▶ _WORK TO COMPLETE_: Exactly the lines from the one with "Each instance receives one keypoint. Mark the man's trouser" through the end of the records below are needed, minus any pictures.
──────── TASK INPUTS ────────
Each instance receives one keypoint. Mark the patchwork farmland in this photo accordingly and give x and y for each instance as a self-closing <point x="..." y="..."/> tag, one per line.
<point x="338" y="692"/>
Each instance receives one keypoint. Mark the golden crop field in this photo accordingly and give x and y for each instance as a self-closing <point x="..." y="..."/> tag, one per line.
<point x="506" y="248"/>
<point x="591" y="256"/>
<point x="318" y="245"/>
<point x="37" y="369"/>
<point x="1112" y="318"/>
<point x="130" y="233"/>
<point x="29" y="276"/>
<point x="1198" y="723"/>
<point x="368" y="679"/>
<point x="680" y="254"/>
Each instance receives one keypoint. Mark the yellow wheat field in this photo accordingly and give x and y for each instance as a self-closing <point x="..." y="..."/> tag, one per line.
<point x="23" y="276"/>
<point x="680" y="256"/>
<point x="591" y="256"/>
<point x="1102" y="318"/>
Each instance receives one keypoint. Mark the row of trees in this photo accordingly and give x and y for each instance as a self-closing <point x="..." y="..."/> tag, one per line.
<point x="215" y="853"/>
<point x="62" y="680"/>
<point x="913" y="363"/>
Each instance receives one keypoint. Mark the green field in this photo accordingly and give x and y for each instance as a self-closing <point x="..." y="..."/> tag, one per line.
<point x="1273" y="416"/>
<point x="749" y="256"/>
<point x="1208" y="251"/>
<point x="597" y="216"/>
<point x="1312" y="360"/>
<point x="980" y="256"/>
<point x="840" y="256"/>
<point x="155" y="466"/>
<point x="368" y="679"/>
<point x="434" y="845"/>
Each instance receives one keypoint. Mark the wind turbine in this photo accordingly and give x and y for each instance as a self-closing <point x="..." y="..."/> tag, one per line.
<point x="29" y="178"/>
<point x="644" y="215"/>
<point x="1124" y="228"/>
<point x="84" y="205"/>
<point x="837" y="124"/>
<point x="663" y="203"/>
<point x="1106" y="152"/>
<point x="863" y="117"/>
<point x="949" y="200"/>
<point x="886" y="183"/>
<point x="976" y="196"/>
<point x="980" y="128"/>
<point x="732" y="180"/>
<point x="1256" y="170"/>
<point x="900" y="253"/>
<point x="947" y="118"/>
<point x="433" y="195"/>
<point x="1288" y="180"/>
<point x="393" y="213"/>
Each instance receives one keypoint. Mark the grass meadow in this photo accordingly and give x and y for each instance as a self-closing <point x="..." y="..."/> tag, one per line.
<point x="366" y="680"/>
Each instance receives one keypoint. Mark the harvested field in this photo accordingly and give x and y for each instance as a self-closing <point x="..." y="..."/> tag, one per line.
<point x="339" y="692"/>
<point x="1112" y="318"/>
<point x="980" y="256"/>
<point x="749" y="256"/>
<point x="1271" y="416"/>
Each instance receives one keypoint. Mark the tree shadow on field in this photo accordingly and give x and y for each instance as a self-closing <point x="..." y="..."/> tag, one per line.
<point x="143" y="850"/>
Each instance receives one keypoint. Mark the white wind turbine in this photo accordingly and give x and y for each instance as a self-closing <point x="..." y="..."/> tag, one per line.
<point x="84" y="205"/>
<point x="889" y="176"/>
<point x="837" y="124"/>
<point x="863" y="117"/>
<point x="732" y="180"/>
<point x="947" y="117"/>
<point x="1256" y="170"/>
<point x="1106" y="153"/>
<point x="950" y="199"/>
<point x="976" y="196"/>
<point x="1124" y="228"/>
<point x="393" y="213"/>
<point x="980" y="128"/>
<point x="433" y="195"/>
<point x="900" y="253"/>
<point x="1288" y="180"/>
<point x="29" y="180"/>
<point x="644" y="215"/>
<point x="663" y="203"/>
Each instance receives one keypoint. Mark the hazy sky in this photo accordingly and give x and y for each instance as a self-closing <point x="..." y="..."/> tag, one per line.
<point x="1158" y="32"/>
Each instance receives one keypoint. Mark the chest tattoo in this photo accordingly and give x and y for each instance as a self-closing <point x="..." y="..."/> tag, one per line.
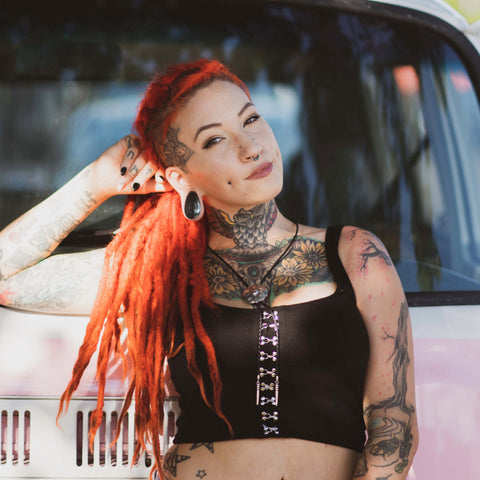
<point x="305" y="264"/>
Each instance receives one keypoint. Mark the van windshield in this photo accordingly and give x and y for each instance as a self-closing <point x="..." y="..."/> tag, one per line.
<point x="377" y="120"/>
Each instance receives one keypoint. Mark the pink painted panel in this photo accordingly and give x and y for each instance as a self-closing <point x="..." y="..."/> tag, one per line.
<point x="448" y="404"/>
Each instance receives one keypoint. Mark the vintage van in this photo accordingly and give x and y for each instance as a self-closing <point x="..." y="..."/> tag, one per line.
<point x="376" y="109"/>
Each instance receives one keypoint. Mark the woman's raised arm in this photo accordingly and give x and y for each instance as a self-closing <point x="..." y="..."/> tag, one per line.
<point x="67" y="283"/>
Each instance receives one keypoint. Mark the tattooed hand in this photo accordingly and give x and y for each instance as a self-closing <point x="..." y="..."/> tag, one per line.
<point x="123" y="169"/>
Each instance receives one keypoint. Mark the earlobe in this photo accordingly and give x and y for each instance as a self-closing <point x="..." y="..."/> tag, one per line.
<point x="191" y="198"/>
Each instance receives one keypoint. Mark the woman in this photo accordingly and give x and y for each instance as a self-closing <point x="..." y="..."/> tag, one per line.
<point x="283" y="340"/>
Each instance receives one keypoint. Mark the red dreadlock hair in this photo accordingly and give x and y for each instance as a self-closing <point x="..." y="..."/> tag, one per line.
<point x="154" y="271"/>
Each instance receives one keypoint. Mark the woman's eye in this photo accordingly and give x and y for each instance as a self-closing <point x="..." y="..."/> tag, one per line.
<point x="211" y="141"/>
<point x="252" y="119"/>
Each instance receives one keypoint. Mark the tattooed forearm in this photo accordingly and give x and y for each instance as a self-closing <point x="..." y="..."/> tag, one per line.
<point x="176" y="153"/>
<point x="60" y="284"/>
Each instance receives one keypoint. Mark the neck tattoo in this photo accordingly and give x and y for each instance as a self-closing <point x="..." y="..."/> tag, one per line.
<point x="252" y="260"/>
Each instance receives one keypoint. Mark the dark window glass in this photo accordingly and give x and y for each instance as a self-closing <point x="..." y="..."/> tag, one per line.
<point x="377" y="120"/>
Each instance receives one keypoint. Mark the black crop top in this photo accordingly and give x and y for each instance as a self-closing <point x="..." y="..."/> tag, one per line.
<point x="322" y="358"/>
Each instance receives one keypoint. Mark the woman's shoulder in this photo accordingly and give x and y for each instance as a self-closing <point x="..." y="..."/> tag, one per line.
<point x="366" y="260"/>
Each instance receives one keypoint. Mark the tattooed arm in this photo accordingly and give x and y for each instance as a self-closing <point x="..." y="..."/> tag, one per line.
<point x="389" y="394"/>
<point x="66" y="283"/>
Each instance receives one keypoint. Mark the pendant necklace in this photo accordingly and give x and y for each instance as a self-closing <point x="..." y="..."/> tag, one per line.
<point x="256" y="294"/>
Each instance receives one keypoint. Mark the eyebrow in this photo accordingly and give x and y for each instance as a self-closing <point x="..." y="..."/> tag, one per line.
<point x="210" y="125"/>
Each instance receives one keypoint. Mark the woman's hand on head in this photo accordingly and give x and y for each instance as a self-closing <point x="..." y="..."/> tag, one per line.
<point x="122" y="169"/>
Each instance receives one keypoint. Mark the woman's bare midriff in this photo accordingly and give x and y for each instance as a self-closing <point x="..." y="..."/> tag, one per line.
<point x="259" y="459"/>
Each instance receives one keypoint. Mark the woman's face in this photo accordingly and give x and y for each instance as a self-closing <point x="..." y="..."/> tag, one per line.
<point x="225" y="149"/>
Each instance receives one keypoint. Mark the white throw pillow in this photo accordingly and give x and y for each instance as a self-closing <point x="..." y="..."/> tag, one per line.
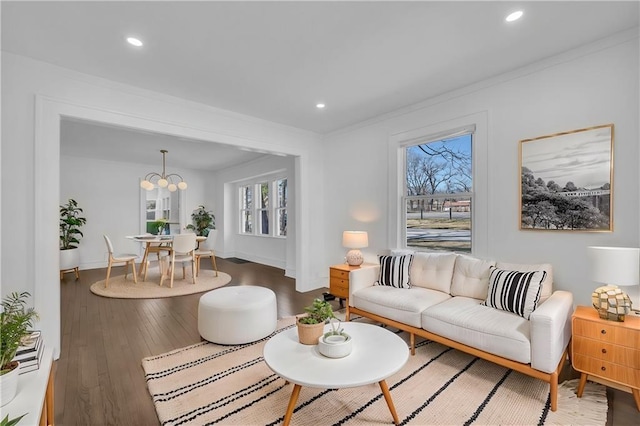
<point x="433" y="270"/>
<point x="471" y="277"/>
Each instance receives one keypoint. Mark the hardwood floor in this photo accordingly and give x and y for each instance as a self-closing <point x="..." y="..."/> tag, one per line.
<point x="99" y="378"/>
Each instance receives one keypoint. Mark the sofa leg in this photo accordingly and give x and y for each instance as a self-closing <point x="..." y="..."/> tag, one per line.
<point x="553" y="391"/>
<point x="412" y="340"/>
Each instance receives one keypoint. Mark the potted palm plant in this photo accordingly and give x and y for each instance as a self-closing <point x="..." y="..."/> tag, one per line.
<point x="203" y="220"/>
<point x="71" y="220"/>
<point x="311" y="324"/>
<point x="15" y="321"/>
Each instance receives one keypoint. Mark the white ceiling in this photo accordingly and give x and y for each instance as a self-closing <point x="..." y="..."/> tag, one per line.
<point x="95" y="140"/>
<point x="276" y="60"/>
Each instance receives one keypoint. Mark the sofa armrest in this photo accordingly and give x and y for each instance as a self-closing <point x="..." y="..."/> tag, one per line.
<point x="551" y="331"/>
<point x="361" y="278"/>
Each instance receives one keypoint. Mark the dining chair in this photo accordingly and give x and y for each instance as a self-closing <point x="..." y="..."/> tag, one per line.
<point x="158" y="249"/>
<point x="183" y="250"/>
<point x="207" y="250"/>
<point x="126" y="258"/>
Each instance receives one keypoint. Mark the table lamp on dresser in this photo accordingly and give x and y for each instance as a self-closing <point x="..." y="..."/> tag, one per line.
<point x="615" y="266"/>
<point x="355" y="240"/>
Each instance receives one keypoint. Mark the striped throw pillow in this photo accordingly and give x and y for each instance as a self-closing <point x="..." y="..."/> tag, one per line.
<point x="394" y="271"/>
<point x="514" y="291"/>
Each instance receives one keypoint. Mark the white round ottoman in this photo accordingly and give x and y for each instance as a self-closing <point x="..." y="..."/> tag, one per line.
<point x="237" y="315"/>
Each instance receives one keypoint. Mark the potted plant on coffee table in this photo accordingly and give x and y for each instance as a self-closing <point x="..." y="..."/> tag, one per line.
<point x="203" y="220"/>
<point x="311" y="324"/>
<point x="70" y="223"/>
<point x="15" y="321"/>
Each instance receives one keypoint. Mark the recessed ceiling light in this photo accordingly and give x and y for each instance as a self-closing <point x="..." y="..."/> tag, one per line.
<point x="514" y="16"/>
<point x="134" y="41"/>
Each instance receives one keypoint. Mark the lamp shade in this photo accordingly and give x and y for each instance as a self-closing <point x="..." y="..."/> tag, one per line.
<point x="355" y="239"/>
<point x="615" y="265"/>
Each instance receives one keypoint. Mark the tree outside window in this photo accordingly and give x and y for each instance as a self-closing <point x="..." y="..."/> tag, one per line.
<point x="246" y="209"/>
<point x="438" y="180"/>
<point x="270" y="206"/>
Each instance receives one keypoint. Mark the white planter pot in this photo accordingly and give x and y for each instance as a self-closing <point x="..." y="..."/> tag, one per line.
<point x="69" y="259"/>
<point x="9" y="385"/>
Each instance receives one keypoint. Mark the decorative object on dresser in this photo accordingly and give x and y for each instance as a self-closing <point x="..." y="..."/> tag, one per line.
<point x="606" y="350"/>
<point x="615" y="266"/>
<point x="355" y="240"/>
<point x="15" y="320"/>
<point x="30" y="351"/>
<point x="339" y="282"/>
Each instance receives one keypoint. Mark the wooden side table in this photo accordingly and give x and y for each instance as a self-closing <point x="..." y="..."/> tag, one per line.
<point x="605" y="349"/>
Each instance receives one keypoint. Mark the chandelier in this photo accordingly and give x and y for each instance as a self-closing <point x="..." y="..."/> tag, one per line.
<point x="164" y="180"/>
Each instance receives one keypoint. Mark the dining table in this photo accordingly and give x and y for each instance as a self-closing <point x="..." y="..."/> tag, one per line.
<point x="155" y="244"/>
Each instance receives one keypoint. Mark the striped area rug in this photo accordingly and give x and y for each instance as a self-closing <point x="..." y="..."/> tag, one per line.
<point x="213" y="384"/>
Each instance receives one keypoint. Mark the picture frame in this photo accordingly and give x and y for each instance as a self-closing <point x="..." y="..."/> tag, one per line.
<point x="566" y="181"/>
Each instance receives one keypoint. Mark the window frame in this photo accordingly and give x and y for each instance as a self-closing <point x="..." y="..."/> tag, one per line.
<point x="439" y="137"/>
<point x="256" y="210"/>
<point x="441" y="123"/>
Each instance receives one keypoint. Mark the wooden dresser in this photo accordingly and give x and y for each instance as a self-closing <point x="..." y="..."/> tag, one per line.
<point x="605" y="349"/>
<point x="339" y="282"/>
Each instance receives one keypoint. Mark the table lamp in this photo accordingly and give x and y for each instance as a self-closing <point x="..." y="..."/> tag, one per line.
<point x="615" y="266"/>
<point x="355" y="240"/>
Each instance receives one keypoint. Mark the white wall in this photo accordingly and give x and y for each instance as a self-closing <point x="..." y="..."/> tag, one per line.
<point x="110" y="196"/>
<point x="265" y="250"/>
<point x="597" y="84"/>
<point x="36" y="95"/>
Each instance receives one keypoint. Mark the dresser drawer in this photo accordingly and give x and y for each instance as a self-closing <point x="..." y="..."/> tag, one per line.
<point x="607" y="332"/>
<point x="607" y="370"/>
<point x="604" y="351"/>
<point x="340" y="274"/>
<point x="339" y="287"/>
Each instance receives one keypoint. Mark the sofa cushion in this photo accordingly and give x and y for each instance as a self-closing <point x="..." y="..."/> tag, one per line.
<point x="405" y="306"/>
<point x="467" y="321"/>
<point x="394" y="271"/>
<point x="432" y="270"/>
<point x="547" y="284"/>
<point x="514" y="291"/>
<point x="471" y="277"/>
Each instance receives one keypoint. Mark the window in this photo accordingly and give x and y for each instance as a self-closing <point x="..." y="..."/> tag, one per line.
<point x="263" y="209"/>
<point x="246" y="209"/>
<point x="438" y="193"/>
<point x="281" y="209"/>
<point x="270" y="206"/>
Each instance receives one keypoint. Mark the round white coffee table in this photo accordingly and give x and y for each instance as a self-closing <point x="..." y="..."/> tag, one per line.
<point x="377" y="354"/>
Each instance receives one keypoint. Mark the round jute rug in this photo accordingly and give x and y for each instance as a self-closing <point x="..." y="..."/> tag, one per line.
<point x="120" y="288"/>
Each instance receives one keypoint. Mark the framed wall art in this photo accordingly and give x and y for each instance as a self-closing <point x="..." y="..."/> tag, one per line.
<point x="567" y="181"/>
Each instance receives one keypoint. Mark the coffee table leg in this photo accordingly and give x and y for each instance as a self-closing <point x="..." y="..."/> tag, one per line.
<point x="292" y="404"/>
<point x="387" y="397"/>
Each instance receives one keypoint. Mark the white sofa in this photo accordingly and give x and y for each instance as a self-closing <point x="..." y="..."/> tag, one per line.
<point x="444" y="304"/>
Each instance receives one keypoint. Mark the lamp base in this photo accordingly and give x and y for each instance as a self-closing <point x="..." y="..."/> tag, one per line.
<point x="354" y="258"/>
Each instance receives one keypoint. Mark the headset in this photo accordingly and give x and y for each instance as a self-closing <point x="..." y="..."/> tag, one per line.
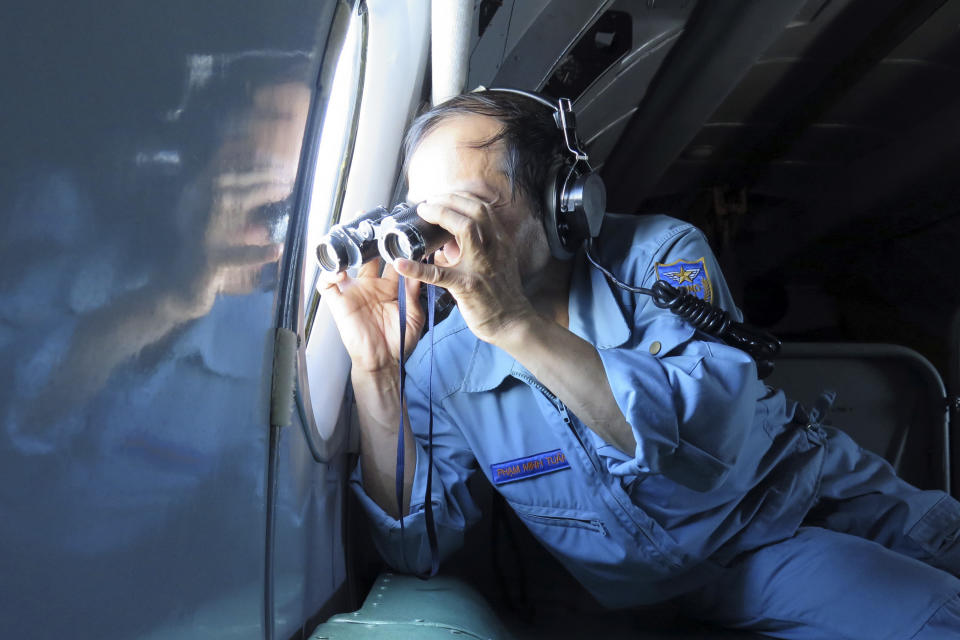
<point x="575" y="198"/>
<point x="575" y="204"/>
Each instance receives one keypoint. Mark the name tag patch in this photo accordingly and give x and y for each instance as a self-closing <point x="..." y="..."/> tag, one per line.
<point x="689" y="276"/>
<point x="528" y="467"/>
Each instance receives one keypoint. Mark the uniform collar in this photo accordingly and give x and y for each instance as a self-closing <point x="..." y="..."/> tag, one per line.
<point x="594" y="315"/>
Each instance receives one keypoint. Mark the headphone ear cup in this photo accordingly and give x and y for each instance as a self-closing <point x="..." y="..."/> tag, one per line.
<point x="586" y="203"/>
<point x="554" y="219"/>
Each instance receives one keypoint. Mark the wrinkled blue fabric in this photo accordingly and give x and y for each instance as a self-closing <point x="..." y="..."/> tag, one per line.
<point x="719" y="471"/>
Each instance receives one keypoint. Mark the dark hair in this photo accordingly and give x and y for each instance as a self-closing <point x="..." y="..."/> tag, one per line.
<point x="533" y="145"/>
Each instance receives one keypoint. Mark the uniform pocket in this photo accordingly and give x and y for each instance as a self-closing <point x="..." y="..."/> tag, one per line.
<point x="550" y="517"/>
<point x="938" y="527"/>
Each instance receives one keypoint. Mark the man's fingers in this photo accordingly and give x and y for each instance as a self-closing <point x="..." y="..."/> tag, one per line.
<point x="428" y="273"/>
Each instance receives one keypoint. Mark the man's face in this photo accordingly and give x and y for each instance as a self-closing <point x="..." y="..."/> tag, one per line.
<point x="447" y="162"/>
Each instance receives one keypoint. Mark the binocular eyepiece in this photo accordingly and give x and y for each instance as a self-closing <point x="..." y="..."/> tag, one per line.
<point x="399" y="233"/>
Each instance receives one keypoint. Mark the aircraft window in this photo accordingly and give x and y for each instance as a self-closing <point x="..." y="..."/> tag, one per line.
<point x="334" y="156"/>
<point x="374" y="92"/>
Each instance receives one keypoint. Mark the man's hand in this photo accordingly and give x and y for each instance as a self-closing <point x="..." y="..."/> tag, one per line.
<point x="367" y="315"/>
<point x="480" y="266"/>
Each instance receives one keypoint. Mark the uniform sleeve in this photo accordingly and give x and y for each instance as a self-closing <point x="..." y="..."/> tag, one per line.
<point x="453" y="507"/>
<point x="689" y="399"/>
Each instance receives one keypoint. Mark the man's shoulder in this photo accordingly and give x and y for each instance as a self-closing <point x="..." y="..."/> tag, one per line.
<point x="629" y="244"/>
<point x="649" y="231"/>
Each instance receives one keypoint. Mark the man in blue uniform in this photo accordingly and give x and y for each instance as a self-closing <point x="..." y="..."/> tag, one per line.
<point x="645" y="455"/>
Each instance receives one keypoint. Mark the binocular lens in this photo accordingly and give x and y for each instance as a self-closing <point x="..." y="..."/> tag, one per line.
<point x="327" y="255"/>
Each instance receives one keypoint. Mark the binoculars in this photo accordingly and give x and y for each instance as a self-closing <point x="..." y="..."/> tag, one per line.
<point x="397" y="233"/>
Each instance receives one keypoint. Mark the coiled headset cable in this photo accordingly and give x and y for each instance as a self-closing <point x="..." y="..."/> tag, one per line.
<point x="762" y="346"/>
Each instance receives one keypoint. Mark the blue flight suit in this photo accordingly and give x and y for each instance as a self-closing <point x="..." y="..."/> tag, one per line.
<point x="712" y="506"/>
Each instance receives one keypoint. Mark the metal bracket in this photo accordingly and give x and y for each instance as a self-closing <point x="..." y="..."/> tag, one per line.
<point x="285" y="346"/>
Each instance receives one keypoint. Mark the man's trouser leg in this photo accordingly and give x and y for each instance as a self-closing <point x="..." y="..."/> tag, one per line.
<point x="820" y="584"/>
<point x="861" y="495"/>
<point x="865" y="566"/>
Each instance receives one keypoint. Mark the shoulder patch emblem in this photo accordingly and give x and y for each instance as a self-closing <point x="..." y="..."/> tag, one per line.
<point x="689" y="276"/>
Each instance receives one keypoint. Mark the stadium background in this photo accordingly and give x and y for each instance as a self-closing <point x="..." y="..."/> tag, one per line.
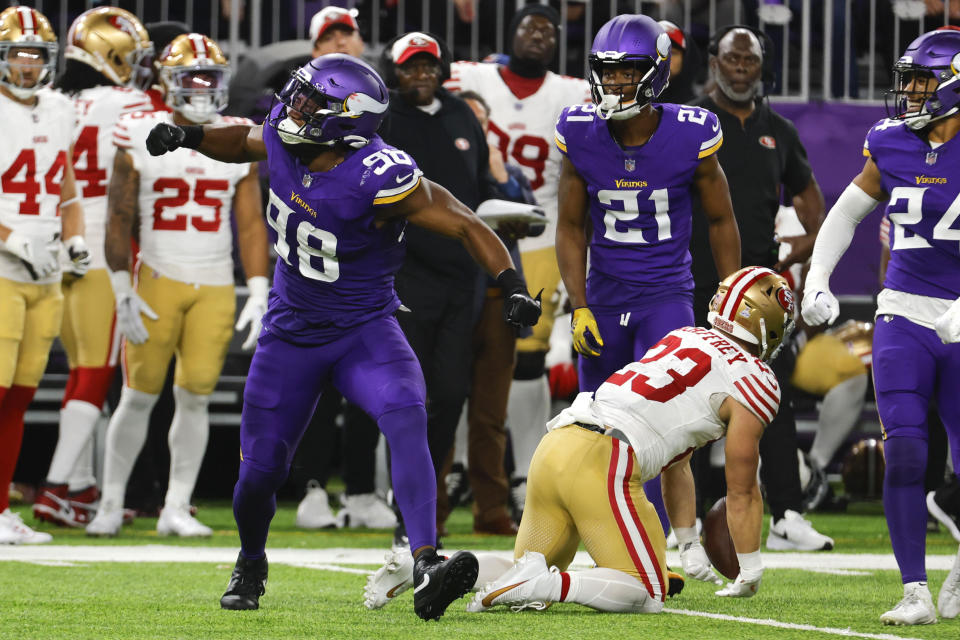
────────
▶ _TASK SOLUTION_:
Each instance receives one keypoint. Mark the man's trouser leg in this photo accordingly and give x and y for each instance as a self-closing <point x="..." y="..."/> tag, one per line.
<point x="820" y="584"/>
<point x="861" y="495"/>
<point x="865" y="566"/>
Each instance receives one keypoint. Mark the shoulder patch emblem in this photo accordingly and give x and y for each instance as a self-closing <point x="..." y="..."/> tag, one per line.
<point x="689" y="276"/>
Each instance receives one keypoint. Mark the stadium background in this photo accordingly and give x and y for each instance as a self-closing <point x="..." y="..."/> tag, one per line.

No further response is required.